■ **Exercise objective**: Copy everything in the records, character for character, except images.

BEGIN Supplied material

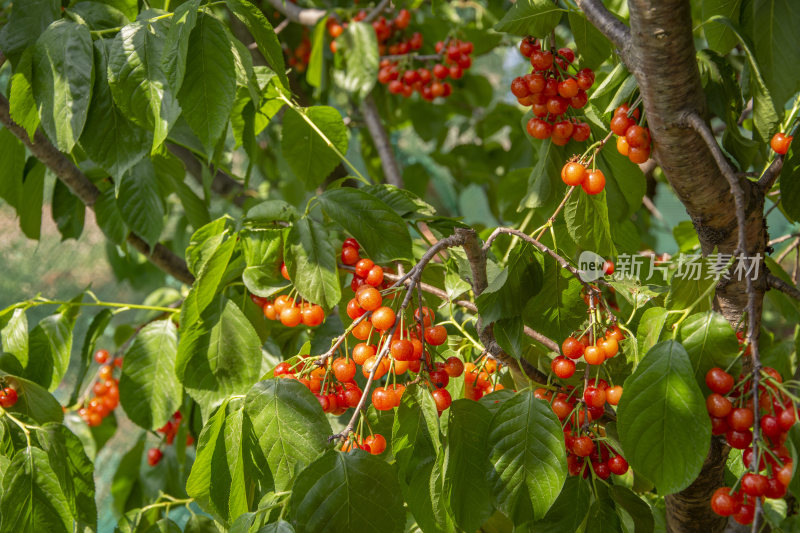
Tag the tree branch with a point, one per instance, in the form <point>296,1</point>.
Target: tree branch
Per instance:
<point>380,137</point>
<point>614,29</point>
<point>777,283</point>
<point>83,188</point>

END Supplied material

■ **Task response**:
Tag the tree branch with a point, one per instance, in the form <point>296,1</point>.
Target: tree branch
Per instance:
<point>380,137</point>
<point>614,29</point>
<point>777,283</point>
<point>83,188</point>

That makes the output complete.